## EXERCISE PROMPT
Write each line word for word, from the line that contains "Target: plough wheel" through the last line of the material below.
______________________________
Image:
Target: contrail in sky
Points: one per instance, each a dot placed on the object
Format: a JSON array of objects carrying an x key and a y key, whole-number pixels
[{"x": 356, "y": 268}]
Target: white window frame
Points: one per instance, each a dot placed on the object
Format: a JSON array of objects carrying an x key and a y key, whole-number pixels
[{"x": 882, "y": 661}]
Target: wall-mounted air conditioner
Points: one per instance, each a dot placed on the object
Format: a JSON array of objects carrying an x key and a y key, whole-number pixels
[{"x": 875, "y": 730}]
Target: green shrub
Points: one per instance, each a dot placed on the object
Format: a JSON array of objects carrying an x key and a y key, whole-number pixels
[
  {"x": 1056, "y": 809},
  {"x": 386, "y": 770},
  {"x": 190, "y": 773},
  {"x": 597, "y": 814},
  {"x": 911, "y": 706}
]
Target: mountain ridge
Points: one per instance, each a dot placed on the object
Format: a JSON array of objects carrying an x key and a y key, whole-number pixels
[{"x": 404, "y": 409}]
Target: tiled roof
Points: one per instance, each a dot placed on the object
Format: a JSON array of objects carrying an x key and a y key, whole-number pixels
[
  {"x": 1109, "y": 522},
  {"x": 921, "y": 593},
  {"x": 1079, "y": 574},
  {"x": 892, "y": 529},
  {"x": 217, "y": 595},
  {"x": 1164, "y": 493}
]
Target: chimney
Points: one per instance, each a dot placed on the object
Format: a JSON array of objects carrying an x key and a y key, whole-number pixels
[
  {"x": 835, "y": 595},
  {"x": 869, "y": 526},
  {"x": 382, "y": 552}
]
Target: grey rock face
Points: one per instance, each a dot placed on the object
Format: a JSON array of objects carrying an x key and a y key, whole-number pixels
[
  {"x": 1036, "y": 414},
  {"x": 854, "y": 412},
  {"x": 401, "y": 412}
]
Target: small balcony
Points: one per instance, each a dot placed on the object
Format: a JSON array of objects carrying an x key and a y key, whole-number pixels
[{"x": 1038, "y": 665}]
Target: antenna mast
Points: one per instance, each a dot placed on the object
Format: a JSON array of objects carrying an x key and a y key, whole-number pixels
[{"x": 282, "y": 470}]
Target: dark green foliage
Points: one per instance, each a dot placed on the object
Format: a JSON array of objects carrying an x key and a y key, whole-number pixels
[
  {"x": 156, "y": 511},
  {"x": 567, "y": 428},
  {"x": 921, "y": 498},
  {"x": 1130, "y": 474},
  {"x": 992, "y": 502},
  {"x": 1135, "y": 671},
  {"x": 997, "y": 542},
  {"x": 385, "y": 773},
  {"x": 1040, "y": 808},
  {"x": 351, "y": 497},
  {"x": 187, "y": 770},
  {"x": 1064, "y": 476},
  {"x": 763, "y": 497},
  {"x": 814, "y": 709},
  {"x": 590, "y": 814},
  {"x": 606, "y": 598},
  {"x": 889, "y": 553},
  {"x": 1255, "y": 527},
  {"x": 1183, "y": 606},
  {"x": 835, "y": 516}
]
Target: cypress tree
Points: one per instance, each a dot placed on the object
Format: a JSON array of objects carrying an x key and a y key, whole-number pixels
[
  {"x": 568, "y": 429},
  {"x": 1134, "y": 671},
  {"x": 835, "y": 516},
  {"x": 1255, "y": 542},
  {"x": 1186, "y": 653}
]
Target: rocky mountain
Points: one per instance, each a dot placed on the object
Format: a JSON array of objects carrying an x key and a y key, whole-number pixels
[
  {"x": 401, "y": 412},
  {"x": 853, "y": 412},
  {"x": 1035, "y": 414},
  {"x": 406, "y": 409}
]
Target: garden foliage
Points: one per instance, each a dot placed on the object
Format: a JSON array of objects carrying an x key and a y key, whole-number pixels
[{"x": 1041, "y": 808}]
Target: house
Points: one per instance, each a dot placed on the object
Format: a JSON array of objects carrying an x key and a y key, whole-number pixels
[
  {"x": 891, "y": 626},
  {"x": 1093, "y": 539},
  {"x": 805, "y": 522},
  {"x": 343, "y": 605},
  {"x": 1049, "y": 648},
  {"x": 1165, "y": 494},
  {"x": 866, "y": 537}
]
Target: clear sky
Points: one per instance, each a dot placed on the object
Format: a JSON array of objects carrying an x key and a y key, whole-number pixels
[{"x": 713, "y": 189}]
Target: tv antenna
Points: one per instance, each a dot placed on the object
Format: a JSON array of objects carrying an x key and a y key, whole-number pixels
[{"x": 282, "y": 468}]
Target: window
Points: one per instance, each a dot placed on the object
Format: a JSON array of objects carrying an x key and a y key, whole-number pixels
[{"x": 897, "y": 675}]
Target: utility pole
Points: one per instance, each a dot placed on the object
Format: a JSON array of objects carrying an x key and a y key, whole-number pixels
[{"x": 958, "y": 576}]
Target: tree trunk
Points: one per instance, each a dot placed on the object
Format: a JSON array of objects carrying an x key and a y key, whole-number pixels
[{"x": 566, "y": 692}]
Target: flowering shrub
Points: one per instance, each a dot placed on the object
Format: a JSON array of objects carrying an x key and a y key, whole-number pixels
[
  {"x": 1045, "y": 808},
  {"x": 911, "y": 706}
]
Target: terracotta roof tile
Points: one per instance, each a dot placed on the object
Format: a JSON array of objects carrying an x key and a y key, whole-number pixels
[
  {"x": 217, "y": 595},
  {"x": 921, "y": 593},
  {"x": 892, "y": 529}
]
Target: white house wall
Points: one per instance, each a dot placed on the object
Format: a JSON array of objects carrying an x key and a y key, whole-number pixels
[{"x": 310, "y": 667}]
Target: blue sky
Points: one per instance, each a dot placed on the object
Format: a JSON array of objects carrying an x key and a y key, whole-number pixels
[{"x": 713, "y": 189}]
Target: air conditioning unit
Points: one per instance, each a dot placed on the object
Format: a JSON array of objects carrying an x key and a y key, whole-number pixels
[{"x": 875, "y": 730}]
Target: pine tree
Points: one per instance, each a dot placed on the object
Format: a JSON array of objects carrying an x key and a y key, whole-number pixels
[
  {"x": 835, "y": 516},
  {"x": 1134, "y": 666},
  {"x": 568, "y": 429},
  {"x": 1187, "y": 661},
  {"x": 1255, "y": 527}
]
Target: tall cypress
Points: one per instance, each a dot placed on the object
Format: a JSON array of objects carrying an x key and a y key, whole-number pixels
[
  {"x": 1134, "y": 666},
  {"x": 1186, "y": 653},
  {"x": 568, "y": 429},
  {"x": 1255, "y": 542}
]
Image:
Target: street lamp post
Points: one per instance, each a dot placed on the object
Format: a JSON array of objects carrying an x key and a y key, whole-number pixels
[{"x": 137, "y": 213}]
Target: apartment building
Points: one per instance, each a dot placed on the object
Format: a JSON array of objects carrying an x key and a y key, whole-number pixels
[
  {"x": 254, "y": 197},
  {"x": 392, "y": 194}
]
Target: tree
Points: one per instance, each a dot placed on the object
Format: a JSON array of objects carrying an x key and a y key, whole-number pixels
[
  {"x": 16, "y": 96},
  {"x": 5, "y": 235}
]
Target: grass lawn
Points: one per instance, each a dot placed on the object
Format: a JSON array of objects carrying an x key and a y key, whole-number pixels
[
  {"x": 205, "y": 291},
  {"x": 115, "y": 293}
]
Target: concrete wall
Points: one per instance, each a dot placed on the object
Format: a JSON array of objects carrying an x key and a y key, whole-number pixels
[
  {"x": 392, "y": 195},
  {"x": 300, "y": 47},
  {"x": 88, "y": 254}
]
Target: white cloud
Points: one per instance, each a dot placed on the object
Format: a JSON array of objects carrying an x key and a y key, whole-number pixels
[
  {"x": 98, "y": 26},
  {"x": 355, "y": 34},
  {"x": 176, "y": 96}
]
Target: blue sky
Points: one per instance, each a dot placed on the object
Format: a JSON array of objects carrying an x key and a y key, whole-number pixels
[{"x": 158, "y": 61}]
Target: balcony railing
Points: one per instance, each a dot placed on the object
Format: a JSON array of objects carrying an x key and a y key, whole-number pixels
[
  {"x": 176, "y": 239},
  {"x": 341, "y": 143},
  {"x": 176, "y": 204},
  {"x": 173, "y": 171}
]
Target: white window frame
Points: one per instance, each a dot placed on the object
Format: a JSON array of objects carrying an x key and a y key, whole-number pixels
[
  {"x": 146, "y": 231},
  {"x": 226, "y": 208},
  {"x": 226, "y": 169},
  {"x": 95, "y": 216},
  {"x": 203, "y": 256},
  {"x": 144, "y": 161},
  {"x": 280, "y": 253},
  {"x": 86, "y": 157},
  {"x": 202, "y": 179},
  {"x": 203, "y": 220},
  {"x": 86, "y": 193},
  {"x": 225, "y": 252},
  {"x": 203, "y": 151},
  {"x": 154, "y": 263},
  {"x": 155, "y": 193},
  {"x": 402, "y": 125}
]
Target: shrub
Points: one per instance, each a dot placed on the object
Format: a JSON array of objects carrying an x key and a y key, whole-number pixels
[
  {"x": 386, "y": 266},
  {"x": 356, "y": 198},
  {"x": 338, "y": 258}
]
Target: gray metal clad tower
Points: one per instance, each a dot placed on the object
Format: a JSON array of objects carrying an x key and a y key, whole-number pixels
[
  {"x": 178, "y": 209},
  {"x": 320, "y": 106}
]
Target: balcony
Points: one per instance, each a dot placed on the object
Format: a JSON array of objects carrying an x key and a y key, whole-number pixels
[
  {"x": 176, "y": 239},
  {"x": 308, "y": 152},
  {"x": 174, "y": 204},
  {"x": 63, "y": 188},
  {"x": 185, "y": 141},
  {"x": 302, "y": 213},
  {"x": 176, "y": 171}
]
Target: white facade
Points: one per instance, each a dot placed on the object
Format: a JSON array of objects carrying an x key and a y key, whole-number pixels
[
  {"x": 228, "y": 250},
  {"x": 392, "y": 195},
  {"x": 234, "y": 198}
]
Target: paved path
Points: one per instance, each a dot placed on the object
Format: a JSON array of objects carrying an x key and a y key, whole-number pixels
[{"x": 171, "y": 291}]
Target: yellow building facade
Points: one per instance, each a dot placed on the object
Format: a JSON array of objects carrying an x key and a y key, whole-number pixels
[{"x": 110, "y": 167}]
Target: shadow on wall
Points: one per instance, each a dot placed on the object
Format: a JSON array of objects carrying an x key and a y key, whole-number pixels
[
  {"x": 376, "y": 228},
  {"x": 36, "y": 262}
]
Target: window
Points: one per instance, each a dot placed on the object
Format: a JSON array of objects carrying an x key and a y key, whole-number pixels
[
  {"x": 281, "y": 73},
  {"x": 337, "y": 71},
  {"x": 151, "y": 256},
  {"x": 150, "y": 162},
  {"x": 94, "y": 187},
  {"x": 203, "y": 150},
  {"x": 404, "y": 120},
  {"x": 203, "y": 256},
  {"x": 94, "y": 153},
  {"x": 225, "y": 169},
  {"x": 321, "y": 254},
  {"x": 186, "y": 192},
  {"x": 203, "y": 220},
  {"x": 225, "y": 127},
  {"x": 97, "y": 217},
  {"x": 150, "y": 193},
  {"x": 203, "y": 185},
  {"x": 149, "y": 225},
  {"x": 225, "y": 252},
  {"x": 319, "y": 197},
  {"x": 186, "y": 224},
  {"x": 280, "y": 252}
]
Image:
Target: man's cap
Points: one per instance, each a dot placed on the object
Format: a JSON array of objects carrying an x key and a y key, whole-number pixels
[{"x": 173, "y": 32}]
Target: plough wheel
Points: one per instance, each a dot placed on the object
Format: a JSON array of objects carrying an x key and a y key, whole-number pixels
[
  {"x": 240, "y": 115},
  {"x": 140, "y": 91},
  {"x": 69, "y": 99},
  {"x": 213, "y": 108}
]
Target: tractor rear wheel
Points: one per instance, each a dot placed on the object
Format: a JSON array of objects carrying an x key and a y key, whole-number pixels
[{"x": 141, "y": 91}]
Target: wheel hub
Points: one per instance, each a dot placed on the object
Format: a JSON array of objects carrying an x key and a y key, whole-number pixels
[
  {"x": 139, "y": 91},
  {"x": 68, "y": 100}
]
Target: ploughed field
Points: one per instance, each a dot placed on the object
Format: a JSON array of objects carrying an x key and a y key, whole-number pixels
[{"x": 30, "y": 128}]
______________________________
## RESULT
Target: plough wheel
Points: one per instance, each a dot placed on the object
Format: a JSON array of objects carrying an x key and a y key, whole-number pixels
[
  {"x": 240, "y": 115},
  {"x": 140, "y": 91},
  {"x": 69, "y": 99},
  {"x": 213, "y": 108}
]
Target: tractor rear wheel
Points: one per instance, each a dot placed on the object
Format: a JSON array of objects carrying an x key and a y key, whole-number pixels
[{"x": 141, "y": 91}]
Target: wheel hub
Points: one per instance, each a dot placed on the object
Format: a JSON array of objects carrying an x key and a y key, whole-number pixels
[
  {"x": 139, "y": 91},
  {"x": 68, "y": 100}
]
Target: ploughed field
Points: one per instance, each a dot placed on the object
Format: a JSON array of objects carrying an x key and a y key, whole-number pixels
[{"x": 30, "y": 128}]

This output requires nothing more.